Free-text object descriptions:
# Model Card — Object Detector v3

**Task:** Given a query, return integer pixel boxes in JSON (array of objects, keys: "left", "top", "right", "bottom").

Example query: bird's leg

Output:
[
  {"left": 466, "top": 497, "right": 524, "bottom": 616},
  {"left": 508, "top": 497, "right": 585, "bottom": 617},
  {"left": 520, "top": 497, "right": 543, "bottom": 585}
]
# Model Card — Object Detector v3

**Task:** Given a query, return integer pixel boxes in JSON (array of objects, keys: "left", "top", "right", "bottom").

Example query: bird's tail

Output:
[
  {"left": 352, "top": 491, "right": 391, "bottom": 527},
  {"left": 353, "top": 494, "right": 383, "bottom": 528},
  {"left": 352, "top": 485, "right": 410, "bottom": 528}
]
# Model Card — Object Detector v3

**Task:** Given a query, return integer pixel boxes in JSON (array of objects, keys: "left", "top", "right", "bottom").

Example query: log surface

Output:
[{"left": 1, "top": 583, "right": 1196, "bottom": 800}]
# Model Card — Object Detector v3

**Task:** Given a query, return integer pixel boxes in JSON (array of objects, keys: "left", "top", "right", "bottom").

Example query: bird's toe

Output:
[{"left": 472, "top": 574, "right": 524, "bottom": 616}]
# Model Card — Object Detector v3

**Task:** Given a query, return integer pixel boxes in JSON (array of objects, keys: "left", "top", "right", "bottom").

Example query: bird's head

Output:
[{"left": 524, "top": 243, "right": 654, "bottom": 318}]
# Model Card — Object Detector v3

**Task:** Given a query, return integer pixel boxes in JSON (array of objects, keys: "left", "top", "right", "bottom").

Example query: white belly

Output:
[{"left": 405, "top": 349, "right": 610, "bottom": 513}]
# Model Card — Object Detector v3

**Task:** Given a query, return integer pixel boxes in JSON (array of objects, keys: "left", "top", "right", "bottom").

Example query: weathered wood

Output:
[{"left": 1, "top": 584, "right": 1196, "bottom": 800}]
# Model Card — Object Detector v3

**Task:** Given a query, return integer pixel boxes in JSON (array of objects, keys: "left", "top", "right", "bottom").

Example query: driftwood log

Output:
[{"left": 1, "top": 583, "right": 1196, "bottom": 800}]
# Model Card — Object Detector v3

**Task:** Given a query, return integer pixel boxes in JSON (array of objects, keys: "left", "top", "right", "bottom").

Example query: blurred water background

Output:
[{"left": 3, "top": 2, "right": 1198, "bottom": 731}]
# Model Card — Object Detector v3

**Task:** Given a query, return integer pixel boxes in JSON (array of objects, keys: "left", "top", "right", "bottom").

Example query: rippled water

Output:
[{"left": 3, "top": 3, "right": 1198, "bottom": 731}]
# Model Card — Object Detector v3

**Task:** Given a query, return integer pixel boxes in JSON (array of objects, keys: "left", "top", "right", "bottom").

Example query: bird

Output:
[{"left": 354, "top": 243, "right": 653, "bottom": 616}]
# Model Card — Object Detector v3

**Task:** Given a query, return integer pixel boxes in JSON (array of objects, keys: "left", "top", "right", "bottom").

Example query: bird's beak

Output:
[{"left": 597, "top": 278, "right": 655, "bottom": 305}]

Task brief
The answer must be a single number: how many lines above contain "bird".

Solution below
6